→ Job
Format every line from the start of the records down to the line containing "[722,134,800,182]" as a JSON list of strings, one string per line, skipping blank lines. Leave the pictures out of the answer.

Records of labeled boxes

##############################

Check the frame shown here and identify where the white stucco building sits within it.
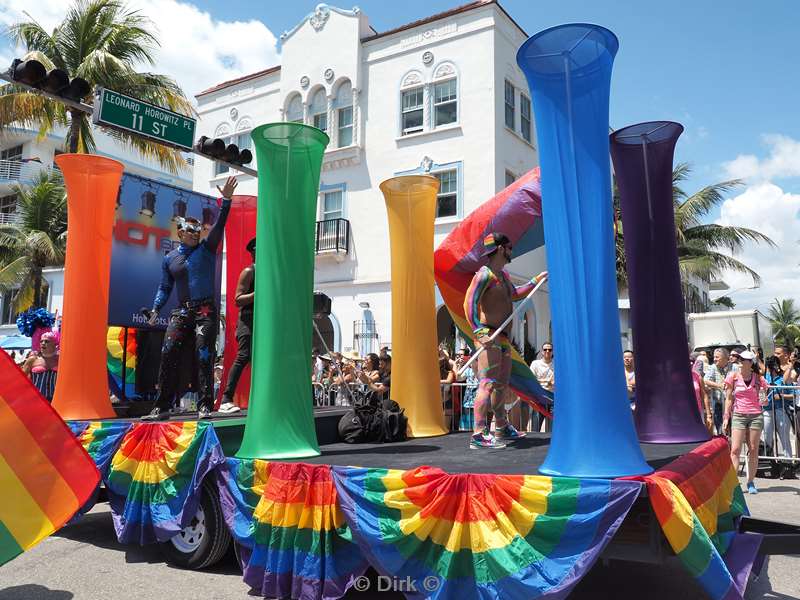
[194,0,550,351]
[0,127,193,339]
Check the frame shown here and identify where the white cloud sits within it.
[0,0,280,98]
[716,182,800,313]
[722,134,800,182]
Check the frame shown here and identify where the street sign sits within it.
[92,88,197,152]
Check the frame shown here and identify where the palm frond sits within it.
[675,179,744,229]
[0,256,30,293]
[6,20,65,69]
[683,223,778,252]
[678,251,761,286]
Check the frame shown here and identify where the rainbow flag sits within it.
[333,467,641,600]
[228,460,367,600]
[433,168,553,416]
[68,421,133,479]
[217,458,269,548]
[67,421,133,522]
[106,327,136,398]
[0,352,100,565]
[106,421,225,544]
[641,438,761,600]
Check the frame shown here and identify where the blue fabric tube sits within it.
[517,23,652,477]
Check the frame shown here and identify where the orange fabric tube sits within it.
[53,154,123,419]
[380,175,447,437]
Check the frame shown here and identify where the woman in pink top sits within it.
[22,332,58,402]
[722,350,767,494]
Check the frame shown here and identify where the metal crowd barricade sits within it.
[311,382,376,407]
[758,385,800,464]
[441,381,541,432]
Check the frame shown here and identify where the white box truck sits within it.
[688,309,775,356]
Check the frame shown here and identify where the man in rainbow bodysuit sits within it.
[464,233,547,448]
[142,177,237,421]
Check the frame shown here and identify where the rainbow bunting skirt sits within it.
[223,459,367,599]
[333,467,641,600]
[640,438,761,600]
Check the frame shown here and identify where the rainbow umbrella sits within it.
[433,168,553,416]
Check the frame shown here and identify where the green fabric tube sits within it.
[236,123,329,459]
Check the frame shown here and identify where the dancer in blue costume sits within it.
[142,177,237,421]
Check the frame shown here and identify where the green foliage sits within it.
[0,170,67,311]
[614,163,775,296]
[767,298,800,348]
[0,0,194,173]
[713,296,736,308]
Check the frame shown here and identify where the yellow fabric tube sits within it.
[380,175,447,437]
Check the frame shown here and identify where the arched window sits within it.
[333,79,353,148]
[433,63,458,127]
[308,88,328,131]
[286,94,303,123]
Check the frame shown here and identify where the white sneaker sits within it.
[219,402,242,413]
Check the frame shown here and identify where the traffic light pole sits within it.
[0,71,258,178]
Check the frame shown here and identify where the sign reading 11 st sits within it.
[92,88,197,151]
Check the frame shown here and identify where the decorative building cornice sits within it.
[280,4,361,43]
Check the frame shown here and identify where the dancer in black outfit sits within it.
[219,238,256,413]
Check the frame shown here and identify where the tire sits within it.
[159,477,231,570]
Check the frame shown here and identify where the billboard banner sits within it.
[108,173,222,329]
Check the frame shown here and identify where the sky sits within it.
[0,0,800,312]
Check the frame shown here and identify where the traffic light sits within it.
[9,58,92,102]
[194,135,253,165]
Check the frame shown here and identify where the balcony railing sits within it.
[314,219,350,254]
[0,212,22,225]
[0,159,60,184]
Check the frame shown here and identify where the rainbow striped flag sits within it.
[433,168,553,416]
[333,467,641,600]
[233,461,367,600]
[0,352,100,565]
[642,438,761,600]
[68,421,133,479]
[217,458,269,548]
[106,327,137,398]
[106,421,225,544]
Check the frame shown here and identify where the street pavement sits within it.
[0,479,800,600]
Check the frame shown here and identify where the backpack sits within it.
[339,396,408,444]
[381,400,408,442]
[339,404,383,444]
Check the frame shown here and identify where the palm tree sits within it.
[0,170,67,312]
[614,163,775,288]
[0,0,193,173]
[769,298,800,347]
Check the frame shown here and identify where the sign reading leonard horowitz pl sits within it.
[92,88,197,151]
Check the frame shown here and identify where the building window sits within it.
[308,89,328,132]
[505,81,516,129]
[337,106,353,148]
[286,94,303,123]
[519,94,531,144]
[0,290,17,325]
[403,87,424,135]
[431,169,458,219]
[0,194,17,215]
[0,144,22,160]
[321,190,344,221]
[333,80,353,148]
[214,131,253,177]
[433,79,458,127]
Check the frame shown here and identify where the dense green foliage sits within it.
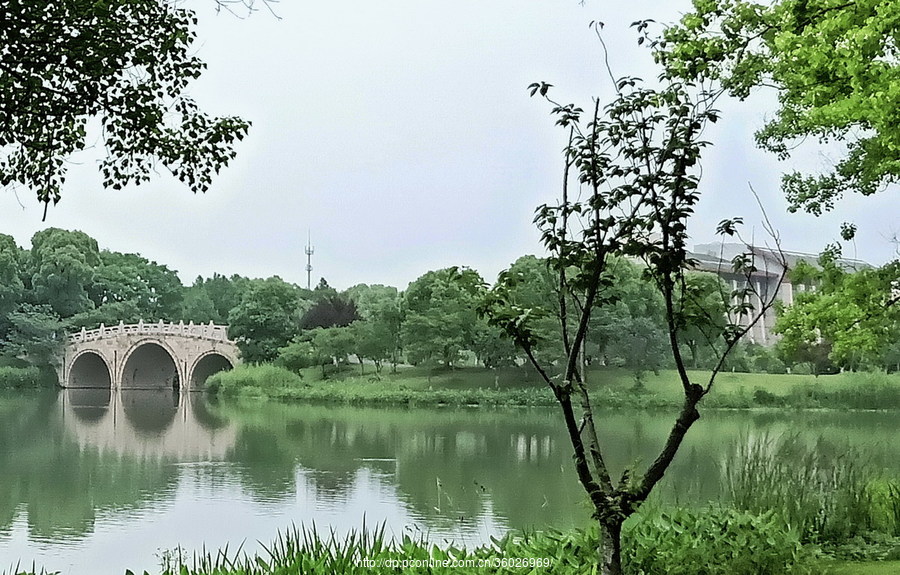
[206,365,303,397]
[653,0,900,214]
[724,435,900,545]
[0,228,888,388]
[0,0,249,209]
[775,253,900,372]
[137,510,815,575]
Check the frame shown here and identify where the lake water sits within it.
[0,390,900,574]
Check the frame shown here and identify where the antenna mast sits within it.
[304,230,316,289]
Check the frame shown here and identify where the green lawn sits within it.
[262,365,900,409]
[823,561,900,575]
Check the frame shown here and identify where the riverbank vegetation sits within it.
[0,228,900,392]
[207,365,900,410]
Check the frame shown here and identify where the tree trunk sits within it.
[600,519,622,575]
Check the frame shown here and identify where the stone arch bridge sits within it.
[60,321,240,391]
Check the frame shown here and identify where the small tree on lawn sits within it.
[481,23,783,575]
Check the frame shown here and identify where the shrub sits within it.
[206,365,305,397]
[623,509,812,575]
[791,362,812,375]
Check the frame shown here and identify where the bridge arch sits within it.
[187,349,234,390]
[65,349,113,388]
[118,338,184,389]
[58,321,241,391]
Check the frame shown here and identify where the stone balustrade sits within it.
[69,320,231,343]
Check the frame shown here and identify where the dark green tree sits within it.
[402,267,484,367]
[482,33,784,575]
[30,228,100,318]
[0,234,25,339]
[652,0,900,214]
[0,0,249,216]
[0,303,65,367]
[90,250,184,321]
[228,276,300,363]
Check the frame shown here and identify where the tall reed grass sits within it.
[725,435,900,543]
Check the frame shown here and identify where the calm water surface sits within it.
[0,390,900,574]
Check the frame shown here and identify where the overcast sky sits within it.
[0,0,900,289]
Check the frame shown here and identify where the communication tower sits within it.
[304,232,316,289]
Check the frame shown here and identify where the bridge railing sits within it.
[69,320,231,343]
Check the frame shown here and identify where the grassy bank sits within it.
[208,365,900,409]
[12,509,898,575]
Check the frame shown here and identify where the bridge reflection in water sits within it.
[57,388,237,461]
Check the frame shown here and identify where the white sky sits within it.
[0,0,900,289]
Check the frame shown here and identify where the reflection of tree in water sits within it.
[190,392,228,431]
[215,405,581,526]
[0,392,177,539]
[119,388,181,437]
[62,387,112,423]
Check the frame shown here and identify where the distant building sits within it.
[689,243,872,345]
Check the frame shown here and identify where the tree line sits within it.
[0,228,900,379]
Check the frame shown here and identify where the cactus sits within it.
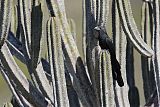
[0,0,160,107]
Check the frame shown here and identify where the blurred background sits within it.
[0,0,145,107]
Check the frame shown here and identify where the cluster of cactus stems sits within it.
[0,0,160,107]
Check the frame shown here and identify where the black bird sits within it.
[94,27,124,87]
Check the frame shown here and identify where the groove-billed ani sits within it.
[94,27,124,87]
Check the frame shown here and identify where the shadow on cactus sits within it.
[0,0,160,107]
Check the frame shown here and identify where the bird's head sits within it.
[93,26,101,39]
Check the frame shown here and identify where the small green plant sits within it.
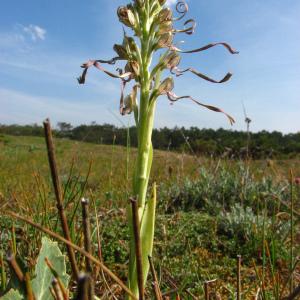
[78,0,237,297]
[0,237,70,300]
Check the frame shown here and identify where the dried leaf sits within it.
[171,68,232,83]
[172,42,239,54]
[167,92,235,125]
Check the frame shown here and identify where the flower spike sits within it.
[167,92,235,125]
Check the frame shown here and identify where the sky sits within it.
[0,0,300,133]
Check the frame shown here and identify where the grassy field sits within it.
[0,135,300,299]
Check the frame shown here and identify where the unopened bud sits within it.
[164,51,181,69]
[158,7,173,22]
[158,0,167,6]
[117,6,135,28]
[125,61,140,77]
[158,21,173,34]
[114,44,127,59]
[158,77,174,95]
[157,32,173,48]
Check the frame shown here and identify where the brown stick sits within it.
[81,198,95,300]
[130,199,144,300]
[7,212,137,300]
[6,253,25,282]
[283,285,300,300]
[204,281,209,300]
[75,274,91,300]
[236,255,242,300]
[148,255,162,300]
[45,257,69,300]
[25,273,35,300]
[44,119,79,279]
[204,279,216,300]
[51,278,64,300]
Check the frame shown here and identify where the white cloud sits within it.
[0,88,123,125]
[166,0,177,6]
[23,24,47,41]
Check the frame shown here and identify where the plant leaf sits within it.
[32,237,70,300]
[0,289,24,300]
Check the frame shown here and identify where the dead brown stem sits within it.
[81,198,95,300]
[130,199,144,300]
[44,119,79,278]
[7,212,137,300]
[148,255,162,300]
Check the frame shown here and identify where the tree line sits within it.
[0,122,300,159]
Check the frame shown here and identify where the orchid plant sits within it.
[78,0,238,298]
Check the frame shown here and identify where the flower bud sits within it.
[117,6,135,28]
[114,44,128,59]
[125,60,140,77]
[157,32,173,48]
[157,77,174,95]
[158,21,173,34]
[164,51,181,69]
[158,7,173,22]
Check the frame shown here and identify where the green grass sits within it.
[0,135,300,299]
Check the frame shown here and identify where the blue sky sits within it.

##############################

→ Exercise output
[
  "Check the frame shown here and identify where the white stucco building sits within it.",
  "[194,0,550,351]",
  "[0,127,193,339]",
  "Check the frame shown here and identify where the white cloud sits within it.",
  "[0,0,280,98]",
  "[716,182,800,313]",
  "[722,134,800,182]"
]